[Start of section]

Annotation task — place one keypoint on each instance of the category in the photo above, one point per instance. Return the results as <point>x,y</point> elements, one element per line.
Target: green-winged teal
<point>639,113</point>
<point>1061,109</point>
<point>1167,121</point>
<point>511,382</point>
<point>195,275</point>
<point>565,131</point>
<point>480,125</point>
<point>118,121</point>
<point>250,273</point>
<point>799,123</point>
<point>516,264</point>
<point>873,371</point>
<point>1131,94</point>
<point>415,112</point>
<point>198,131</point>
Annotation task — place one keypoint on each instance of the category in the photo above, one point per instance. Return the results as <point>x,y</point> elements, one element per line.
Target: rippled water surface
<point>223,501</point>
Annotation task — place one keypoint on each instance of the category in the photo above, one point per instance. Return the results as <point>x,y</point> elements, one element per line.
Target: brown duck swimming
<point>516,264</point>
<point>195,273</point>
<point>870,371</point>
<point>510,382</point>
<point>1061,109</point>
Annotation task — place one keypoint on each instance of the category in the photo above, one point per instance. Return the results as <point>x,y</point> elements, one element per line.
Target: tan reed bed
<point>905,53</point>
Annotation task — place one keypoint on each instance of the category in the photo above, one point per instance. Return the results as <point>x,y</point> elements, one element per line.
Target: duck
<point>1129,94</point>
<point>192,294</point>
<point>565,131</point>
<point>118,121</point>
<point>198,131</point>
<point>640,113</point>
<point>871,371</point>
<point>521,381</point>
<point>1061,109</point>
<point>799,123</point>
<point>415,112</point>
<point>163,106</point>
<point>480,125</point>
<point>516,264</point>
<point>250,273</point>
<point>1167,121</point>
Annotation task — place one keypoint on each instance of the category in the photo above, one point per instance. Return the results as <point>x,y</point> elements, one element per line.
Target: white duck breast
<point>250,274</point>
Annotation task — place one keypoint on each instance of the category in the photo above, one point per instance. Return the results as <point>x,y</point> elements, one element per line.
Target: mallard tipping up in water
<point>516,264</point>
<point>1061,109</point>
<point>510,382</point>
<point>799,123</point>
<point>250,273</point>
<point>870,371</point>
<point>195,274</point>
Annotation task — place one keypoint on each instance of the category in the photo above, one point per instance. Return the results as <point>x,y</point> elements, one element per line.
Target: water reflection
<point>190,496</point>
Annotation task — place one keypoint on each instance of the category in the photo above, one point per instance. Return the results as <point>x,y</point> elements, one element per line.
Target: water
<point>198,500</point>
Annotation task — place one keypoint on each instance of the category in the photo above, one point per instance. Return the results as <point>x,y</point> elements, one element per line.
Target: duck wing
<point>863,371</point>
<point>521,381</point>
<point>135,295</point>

[End of section]

Task item
The required output is the exact sequence of lines from the one containing "Target: tan reed bed" through the end of the listing, both endpoints included.

Written reply
Target: tan reed bed
<point>905,53</point>
Annotation task — place one keypoint on each instance of the category in the photo above, one point per instance. Return the results as <point>x,y</point> elements, one element per line.
Target: duck
<point>1129,94</point>
<point>192,294</point>
<point>565,131</point>
<point>118,121</point>
<point>198,131</point>
<point>640,113</point>
<point>871,371</point>
<point>521,381</point>
<point>1061,109</point>
<point>799,123</point>
<point>415,112</point>
<point>163,106</point>
<point>480,125</point>
<point>516,264</point>
<point>250,273</point>
<point>1167,121</point>
Annotation task — place one keypoint on each instance of the category in the photo above, one point per instance. Return the results as <point>x,y</point> elements, one element per line.
Target: white duck breast
<point>250,274</point>
Annotation task — place one keypoint on each instance of the category in the photo above, one point per instance. Return the results as <point>x,y</point> elements, one element per line.
Target: mallard tipping up in water
<point>516,264</point>
<point>1061,109</point>
<point>510,382</point>
<point>799,123</point>
<point>250,273</point>
<point>870,371</point>
<point>195,274</point>
Annotation task — place one keypoint on each instance of the category in the photo above, one point per instance. Return the results as <point>x,y</point> elements, one element per line.
Target: water reflection
<point>190,496</point>
Annotation task — place one keypoint on each instance of the category in the photo above, one point per instance. Return the results as <point>x,y</point> elements, one element per line.
Target: water
<point>198,500</point>
Annotation task — place one keypoint on each instance of the category in the photo above, one point per instance. Return the results as <point>x,y</point> elements, one element per line.
Target: duck wing
<point>863,371</point>
<point>521,381</point>
<point>135,295</point>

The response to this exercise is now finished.